LATIHAN TERTULIS
Tampilkan salinan setiap baris entri di bawah yang memuat kata "pitch".

[Cuplikan data wilayah berlabel]
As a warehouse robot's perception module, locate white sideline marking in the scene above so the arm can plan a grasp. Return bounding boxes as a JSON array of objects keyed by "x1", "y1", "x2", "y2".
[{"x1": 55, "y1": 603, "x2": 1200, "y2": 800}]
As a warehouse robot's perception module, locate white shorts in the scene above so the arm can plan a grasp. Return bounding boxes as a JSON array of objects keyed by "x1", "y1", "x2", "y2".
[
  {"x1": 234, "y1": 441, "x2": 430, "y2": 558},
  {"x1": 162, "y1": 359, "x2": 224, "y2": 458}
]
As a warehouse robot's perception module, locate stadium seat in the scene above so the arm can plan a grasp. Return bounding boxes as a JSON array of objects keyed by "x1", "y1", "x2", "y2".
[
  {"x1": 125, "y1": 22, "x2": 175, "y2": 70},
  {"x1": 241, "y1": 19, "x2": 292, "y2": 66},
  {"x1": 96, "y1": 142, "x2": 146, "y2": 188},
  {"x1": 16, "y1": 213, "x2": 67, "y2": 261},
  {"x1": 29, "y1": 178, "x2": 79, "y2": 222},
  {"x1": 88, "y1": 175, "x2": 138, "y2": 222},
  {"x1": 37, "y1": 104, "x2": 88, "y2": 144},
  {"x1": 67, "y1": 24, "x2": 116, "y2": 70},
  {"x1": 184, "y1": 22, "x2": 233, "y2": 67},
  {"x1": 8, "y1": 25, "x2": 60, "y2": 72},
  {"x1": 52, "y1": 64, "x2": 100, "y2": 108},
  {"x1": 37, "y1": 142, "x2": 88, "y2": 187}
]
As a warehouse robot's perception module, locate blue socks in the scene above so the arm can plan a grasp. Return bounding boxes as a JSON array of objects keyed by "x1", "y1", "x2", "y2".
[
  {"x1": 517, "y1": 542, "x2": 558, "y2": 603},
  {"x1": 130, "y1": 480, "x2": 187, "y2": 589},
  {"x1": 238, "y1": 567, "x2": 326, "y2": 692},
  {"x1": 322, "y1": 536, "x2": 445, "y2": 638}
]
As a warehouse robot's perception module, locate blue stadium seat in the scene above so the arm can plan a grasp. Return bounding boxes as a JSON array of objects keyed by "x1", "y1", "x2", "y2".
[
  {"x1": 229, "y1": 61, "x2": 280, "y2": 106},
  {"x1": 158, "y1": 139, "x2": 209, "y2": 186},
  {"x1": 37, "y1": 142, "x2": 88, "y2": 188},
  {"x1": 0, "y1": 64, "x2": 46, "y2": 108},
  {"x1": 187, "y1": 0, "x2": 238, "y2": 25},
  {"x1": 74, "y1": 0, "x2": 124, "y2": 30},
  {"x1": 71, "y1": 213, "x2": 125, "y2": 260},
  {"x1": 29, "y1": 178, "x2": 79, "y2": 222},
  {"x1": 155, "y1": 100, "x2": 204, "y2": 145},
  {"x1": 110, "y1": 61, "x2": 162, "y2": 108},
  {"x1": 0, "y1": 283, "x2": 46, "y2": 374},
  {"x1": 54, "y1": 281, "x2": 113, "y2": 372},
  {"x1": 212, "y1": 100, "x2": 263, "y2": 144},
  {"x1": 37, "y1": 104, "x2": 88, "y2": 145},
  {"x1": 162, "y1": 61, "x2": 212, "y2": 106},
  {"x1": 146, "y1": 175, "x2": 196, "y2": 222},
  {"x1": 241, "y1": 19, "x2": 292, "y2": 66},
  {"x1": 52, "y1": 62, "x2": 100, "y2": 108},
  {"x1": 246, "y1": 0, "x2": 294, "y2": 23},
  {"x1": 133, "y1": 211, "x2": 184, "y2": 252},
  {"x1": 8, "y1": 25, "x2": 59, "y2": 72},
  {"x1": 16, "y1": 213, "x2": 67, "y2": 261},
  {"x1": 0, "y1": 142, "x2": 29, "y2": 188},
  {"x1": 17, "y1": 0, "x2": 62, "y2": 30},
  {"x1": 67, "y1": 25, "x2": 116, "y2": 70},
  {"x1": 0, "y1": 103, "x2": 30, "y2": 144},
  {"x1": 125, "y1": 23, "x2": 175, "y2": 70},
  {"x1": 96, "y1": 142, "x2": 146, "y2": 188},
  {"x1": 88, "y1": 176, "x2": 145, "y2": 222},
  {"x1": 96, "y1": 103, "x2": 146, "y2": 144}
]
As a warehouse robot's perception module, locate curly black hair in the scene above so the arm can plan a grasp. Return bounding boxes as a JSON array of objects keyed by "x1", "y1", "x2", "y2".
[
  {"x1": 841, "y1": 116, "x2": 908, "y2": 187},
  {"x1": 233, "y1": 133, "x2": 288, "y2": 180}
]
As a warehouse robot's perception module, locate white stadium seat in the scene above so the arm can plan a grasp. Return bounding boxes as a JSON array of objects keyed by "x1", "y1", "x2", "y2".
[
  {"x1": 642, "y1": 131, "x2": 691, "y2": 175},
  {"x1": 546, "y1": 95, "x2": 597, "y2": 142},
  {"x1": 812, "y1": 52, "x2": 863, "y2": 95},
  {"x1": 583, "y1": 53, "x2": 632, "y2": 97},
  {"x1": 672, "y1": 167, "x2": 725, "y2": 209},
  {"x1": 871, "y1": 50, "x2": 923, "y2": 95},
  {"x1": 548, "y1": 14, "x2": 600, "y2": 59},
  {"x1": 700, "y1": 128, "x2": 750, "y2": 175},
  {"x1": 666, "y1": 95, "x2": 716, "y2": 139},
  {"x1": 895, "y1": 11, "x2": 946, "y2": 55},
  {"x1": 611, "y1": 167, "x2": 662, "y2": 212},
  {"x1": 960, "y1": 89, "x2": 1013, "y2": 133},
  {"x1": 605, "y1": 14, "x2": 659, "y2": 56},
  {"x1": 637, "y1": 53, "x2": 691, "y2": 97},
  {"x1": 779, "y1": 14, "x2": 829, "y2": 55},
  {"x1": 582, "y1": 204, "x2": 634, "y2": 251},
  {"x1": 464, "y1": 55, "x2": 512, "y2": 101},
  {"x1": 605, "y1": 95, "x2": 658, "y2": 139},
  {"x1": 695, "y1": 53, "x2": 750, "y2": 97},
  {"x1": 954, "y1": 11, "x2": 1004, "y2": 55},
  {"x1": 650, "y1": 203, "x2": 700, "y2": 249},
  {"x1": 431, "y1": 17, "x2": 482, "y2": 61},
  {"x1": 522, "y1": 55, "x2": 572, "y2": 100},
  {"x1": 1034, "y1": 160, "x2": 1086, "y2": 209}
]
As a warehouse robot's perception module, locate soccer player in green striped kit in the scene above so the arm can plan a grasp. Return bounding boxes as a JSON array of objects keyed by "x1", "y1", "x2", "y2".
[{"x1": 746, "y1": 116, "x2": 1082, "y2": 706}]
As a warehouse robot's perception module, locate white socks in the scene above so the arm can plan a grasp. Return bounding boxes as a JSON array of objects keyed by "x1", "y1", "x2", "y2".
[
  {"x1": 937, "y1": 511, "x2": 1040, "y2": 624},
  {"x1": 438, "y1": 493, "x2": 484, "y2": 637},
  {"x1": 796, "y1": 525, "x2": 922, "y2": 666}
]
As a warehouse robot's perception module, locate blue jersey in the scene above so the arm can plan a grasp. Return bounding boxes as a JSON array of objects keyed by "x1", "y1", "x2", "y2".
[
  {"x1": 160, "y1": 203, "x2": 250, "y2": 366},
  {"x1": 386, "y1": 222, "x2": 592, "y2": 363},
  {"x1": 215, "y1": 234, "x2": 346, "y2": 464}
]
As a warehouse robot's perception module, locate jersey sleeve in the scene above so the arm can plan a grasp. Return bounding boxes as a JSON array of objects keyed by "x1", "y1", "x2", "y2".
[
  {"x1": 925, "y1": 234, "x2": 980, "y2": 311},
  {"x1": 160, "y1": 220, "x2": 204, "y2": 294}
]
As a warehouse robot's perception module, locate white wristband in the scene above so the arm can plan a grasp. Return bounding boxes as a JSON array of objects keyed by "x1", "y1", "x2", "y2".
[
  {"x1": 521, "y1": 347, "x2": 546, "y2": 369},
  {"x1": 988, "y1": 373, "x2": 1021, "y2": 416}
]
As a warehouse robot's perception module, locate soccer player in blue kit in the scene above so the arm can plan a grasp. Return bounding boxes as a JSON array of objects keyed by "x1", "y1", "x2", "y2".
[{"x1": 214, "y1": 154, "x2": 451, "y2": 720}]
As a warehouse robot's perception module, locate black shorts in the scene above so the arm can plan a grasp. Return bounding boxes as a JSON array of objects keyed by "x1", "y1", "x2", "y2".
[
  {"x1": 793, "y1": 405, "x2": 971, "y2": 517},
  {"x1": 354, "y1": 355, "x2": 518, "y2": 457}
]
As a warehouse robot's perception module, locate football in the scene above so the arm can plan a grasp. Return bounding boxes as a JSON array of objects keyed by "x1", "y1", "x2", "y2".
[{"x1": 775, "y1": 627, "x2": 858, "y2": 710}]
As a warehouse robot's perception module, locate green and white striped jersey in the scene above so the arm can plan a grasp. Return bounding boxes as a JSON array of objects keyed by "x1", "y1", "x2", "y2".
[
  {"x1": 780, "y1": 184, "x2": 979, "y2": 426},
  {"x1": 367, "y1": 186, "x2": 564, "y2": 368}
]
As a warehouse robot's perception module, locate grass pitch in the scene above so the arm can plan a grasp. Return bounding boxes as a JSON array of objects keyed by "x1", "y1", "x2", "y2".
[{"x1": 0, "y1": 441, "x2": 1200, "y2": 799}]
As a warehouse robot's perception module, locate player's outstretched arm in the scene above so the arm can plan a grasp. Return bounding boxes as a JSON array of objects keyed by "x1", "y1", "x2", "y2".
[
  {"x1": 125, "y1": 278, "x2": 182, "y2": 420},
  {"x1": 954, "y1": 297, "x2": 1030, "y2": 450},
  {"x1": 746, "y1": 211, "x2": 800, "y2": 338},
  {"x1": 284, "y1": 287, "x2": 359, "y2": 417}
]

HASIL LATIHAN
As a warehouse robot's perception module, locate grass pitch in the scene above so the arm can plan a grasp. Return bounding boxes as a JSON array of objects keyed by "x1", "y1", "x2", "y2".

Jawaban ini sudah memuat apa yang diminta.